ZU UNTERSUCHENDER TEXT =>
:::::

An Nord- und Ostsee wird nicht mehr geschippt

Das Ende der Sandburgen

Noch bis in die 90er Jahre hinein verwandelten Sandburgen die Strände an Nord- und Ostsee in zerklüftete Mondlandschaften. Doch der Sandwall rund um den eigenen Strandkorb ist inzwischen kaum mehr zu sehen.

Autor/in:
Thomas Morell
 (DR)

Über die Gründe kann nur spekuliert werden. Schaufel und Gießkanne genügten, dazu noch ein paar Muscheln, Steine oder Fähnchen. Der Ostsee-Strand der Hohwachter Bucht war vor 20 oder 30 Jahren nahezu flächendeckend in Sandburgen aufgeteilt. Wenn im Ruhrgebiet die Ferien begannen, so erinnert sich Strandkorbvermieter Rolf-Dieter Peters, wurde bis in den Abend hinein geschippt. "Die hatten wohl ihr Bergwerk vermisst." Als kleiner Junge sei er nach Muscheln getaucht, um sie an die Strandburg-Bauer zu verhökern. Früher hatte er zehn Schaufeln zum Verleih. "Heute hab ich noch eine - und die will auch keiner mehr."

Dabei ist der Burgenbau nur selten verboten. Auf Sylt etwa befürchtet man, dass durch Strandburgen der Sand zusätzlich abgetragen wird. In St. Peter-Ording dürfen keine tiefen Löcher gegraben werden, die die Flut dann weiter aushöhlen könnte. In Travemünde und Grömitz werden Strandburgen geduldet, das mecklenburgische Rerik beschränkt sie auf vier Meter Durchmesser. In Binz und Mönchgut auf Rügen dürfen sie nicht höher als 30 Zentimeter sein. Der Tenor der Kurverwaltungen ist einheitlich: Strandburgen sind heute selten und werden meist nur von Kindern gebaut.

Die ersten Strandburgen entstanden in der zweiten Hälfte des 19.
Jahrhunderts, nachdem das Reisen an Nord- und Ostsee nicht mehr allein das Vorrecht der Oberschicht war. Schon 1885 wurden von Sylt Postkarten verschickt, die den Strand von Westerland fest in der Hand von Burgenbauern zeigen.

:::::

BEREITGESTELLTES MATERIAL =>

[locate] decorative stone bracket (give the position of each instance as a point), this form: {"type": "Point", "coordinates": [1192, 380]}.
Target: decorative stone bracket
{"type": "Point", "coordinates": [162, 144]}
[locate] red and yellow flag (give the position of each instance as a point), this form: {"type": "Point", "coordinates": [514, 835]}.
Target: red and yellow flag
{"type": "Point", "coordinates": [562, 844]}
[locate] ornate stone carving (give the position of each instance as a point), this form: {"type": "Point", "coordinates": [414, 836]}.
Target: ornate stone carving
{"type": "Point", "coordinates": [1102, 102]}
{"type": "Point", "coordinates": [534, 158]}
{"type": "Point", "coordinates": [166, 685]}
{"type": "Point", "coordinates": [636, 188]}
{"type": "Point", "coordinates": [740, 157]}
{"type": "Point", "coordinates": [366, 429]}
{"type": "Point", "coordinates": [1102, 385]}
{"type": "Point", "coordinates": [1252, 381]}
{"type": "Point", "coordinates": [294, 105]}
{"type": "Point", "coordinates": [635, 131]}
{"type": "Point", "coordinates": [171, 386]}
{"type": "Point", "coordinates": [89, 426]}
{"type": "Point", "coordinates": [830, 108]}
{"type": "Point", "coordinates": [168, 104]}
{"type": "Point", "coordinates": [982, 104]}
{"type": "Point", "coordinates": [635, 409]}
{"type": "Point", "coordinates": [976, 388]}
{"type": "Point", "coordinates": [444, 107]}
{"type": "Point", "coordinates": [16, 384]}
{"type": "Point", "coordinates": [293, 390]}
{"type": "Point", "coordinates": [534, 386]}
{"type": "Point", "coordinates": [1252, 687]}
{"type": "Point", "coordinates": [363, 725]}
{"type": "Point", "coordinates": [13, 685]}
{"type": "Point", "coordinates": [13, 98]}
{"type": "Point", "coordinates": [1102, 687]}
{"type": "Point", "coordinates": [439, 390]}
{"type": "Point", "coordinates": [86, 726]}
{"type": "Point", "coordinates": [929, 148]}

:::::

Schreiben Sie den Text über das Ende der Sandburgen an Nord- und Ostsee bitte im Anschluss an seinen letzten Satz weiter.

ANTWORTFELD =>
Inzwischen hat die Wissenschaft die Strandburg entdeckt. In Göttingen trugen Chemiker eines Max-Planck-Instituts im vorigen Jahr Sand ins Labor und untersuchten ihn in einem Computer-Tomografen. Sie beobachteten, dass das Wasser den Sand durchsetzt, ohne die Luft aus den Zwischenräumen völlig zu verdrängen. Der innere Druck ist also unabhängig von der Wassermenge. Für die Festigkeit der Sandburg ist es somit egal, ob der Wassergehalt bei einem oder weit über zehn Prozent liegt. Geschicklichkeit sei zwar notwendig, so das Fazit der Forscher. Ein Rezeptbuch für die Sandmischung braucht es jedoch nicht.

Vielfältige Gründe
Die Gründe für den Rückgang der Strandburgen sind offenbar vielfältig. Angesichts der Weite des Meeres sollten sie einst ein Stück Sicherheit bieten. Sandburgen seien auch ein Ausdruck persönlicher Verunsicherung, erklärt die Starnberger Tourismusforscherin Ragnhild Fesenmeyer. Doch die Schutzfunktion hat heute weitgehend die Strandmuschel übernommen, deren farbige Kunststoff-Haut für alle sichtbar das eigene Territorium markiert.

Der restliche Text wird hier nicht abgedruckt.